#### Task instructions
In the code excerpt, which significance cutoffs are applied to trait.files?

#### Text segment
++++
Here we will compile a list of results from each model to use in the remaining sections.

# insect results
insect.sig.gwa <- sig.GWA(insect.files) #no traits
instrait.sig.gwa <- sig.GWA(instrait.files) #with traits
# trait results
trait.sig05.gwa <- sig.GWA(trait.files,sig.lvl = .05)#.05 cutoff
trait.sig01.gwa <- sig.GWA(trait.files,sig.lvl = .01)#.01 cutoff
trait.sig005.gwa <- sig.GWA(trait.files,sig.lvl = .005)#.005 cutoff

indv.trait.gwa <- sig.GWA(files.list = Indv.trait.files, sig.lvl = .05)

covartrait.sig05.gwa <- sig.GWA(covartrait.files, sig.lvl = .05)
covartrait.sig01.gwa <- sig.GWA(covartrait.files, sig.lvl = .01)
# crosstrait.sig.gwa <- sig.GWA(grep( pattern = ".*(Sex|Flprev).*",x = crosstrait.files,value = T,invert = TRUE))
++++
#### Dataset content
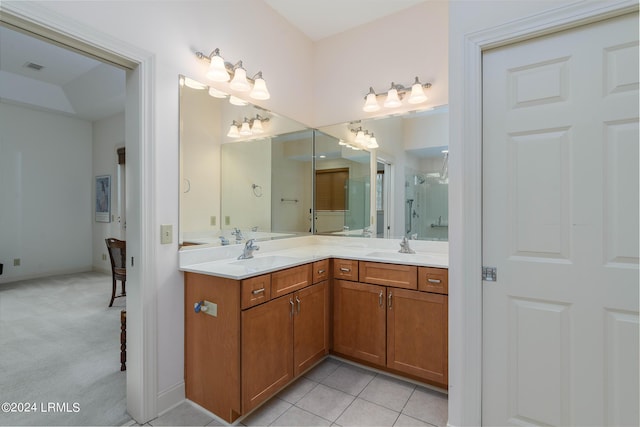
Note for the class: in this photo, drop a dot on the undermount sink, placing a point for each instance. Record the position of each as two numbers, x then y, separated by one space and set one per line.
265 261
391 255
++++
#### Finished task
.05, .01, and .005